Problem to work on →
Swap "innermost" for "central" in the lines from the one containing "Mark the innermost point of each instance of the carved" through the one containing "Mark the innermost point of each instance of the gray", leaving everything else unchanged.

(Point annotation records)
......

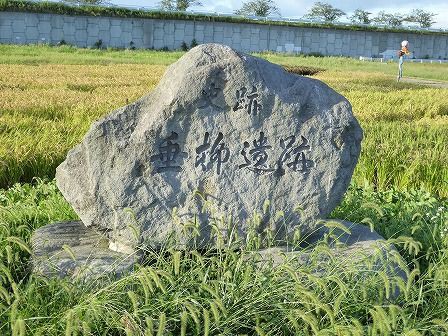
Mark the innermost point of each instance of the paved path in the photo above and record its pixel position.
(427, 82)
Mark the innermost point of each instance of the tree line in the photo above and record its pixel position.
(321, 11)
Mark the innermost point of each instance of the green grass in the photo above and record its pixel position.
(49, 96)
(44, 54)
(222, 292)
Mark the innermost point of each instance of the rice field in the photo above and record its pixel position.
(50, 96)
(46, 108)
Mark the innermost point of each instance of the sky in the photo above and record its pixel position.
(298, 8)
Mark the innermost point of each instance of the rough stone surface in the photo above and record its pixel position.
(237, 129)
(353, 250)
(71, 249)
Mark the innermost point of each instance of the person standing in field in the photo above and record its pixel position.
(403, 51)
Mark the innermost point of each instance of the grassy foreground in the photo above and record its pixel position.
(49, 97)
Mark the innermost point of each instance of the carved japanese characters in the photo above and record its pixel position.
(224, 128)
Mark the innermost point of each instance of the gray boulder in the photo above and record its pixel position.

......

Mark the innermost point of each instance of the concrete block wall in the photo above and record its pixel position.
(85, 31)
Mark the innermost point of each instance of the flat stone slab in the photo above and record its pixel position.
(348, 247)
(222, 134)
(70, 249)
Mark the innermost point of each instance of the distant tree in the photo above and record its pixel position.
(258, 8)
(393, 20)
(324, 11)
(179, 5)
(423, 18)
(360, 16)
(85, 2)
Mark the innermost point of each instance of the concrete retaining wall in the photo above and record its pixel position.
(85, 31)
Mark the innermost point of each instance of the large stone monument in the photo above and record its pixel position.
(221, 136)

......

Full solution →
Mark the central point of each instance of the carved japanese characters in the photo above and record its pixel position.
(224, 128)
Mark the central point of each instance of the gray boulder in the photo above and record its pixel position.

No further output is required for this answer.